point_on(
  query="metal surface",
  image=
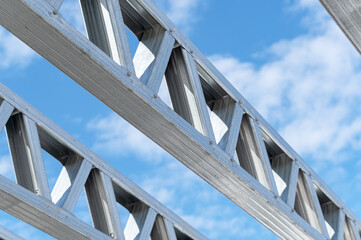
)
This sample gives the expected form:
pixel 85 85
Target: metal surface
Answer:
pixel 187 131
pixel 105 187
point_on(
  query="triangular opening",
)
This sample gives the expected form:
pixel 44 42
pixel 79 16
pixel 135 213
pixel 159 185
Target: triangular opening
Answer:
pixel 164 93
pixel 249 153
pixel 159 231
pixel 21 228
pixel 281 165
pixel 330 212
pixel 53 168
pixel 304 203
pixel 6 165
pixel 350 231
pixel 154 43
pixel 181 236
pixel 123 214
pixel 71 11
pixel 221 107
pixel 186 92
pixel 81 209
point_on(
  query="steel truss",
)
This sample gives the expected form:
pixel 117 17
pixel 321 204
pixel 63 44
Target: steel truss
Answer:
pixel 233 148
pixel 29 131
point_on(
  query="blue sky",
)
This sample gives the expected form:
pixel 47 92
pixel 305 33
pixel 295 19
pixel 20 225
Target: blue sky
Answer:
pixel 288 58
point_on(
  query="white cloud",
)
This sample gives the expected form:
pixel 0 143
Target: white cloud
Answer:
pixel 309 90
pixel 71 11
pixel 182 13
pixel 199 204
pixel 13 52
pixel 117 137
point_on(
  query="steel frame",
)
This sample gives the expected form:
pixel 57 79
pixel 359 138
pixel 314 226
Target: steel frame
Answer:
pixel 240 155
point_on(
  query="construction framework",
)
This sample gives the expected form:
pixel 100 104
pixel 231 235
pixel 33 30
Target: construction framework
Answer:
pixel 211 129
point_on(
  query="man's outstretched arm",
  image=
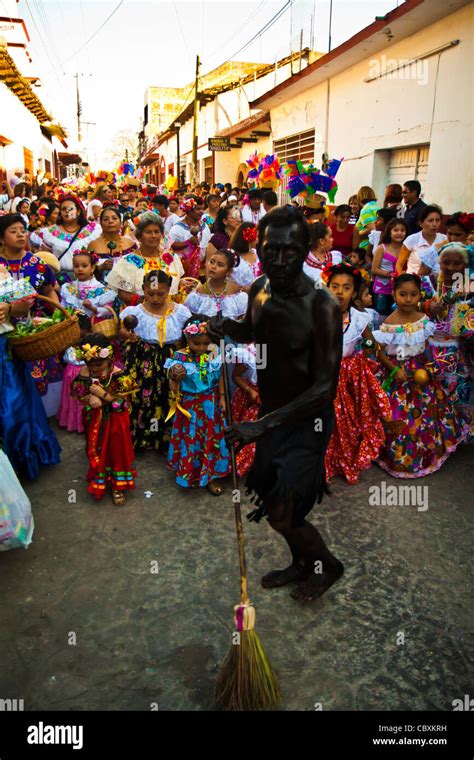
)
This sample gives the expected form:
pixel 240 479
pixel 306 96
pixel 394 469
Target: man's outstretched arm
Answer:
pixel 327 354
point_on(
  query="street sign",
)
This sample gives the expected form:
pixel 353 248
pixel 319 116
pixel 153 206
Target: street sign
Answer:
pixel 218 143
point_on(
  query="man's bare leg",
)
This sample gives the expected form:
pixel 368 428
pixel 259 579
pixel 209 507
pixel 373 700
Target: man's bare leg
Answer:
pixel 312 564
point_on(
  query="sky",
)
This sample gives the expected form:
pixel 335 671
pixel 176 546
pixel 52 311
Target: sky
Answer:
pixel 156 42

▸ Aim of the task:
Where a line in the listing above includes the string "metal", copy that line.

▸ Result for this exercise:
  query="metal surface",
Target: metal surface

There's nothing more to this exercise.